● **Exercise prompt**
Exactly repeat the material, dropping only the pictures.

● **Supplied data**

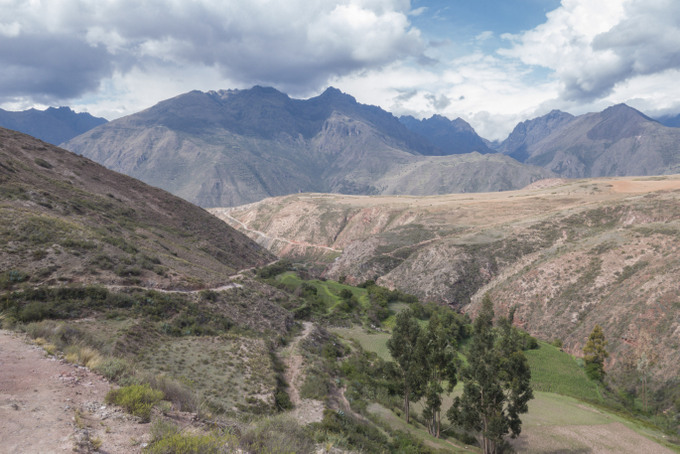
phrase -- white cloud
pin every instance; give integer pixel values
(493, 94)
(595, 45)
(295, 45)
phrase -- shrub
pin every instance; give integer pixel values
(277, 434)
(178, 443)
(84, 356)
(182, 398)
(113, 368)
(135, 399)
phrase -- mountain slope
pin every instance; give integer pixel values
(566, 255)
(450, 136)
(615, 142)
(52, 125)
(238, 146)
(64, 218)
(529, 132)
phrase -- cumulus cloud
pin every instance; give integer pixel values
(295, 45)
(594, 46)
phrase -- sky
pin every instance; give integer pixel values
(493, 63)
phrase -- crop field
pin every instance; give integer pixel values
(370, 341)
(557, 372)
(327, 291)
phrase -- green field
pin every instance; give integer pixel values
(327, 291)
(375, 342)
(557, 372)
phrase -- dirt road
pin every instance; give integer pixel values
(50, 406)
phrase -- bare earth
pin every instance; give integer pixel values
(306, 410)
(50, 406)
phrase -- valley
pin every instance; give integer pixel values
(339, 227)
(264, 327)
(566, 254)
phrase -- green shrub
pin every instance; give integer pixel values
(179, 443)
(114, 368)
(136, 399)
(182, 398)
(277, 434)
(42, 163)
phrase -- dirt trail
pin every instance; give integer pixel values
(50, 406)
(223, 213)
(306, 410)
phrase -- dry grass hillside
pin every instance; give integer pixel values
(567, 253)
(65, 219)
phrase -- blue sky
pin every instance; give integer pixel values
(493, 63)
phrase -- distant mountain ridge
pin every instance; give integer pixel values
(619, 141)
(53, 125)
(230, 147)
(529, 132)
(450, 136)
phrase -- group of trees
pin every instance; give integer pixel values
(496, 377)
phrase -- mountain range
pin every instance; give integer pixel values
(566, 254)
(66, 219)
(53, 125)
(233, 147)
(618, 141)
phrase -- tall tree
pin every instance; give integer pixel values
(404, 346)
(595, 353)
(439, 348)
(497, 383)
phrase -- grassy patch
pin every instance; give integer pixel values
(135, 399)
(228, 373)
(557, 372)
(371, 342)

● **Worked solution**
phrase -- white cloud
pin every instance; give integer pixel values
(493, 94)
(595, 45)
(295, 45)
phrase -- shrub
pin every instance; give integer pixel values
(277, 434)
(178, 443)
(84, 356)
(182, 398)
(113, 368)
(135, 399)
phrase -- mountain slope
pin every instance; give integer pixel values
(566, 255)
(450, 136)
(615, 142)
(52, 125)
(238, 146)
(64, 218)
(529, 132)
phrase -- cumulus cloud
pin every instance; give integer pixel values
(295, 45)
(594, 46)
phrase -- sky
pin every instance; give integer pixel values
(493, 63)
phrase -- crop field
pin every instance; give integer pixel values
(370, 341)
(557, 372)
(327, 291)
phrase -- green field
pin every instance; give integer pixel values
(327, 291)
(375, 342)
(557, 372)
phrase -- dirt road
pin every instance; give integer pixel values
(50, 406)
phrase -- bare earth
pin every instance; give integer pixel values
(306, 410)
(50, 406)
phrase -- valley
pin every instance; give integer pixel values
(339, 227)
(264, 327)
(566, 254)
phrase -- green shrub
pin every instance; give integer pixel values
(179, 443)
(114, 368)
(136, 399)
(182, 398)
(277, 434)
(42, 163)
phrase -- dirt trail
pin every instance; give integer pixel values
(50, 406)
(223, 213)
(306, 410)
phrase -- dry grass hillside
pin every instance; give integer pixel values
(567, 253)
(65, 219)
phrase -- blue sky
pin every instance; give integer pixel values
(493, 63)
phrase -- distant mountain ridge
pin every instance; give integer pixel values
(619, 141)
(53, 125)
(230, 147)
(529, 132)
(450, 136)
phrase -- group of trees
pin every instance; give integer pixel values
(496, 377)
phrase -- mountain range
pin every instance; give integer pixel values
(566, 254)
(66, 219)
(53, 125)
(233, 147)
(618, 141)
phrase -- tall tree
pin every instance; give integer pixel values
(404, 346)
(595, 353)
(439, 348)
(497, 383)
phrase -- grassy patch
pin every instance; give integer pixel values
(135, 399)
(228, 373)
(557, 372)
(371, 342)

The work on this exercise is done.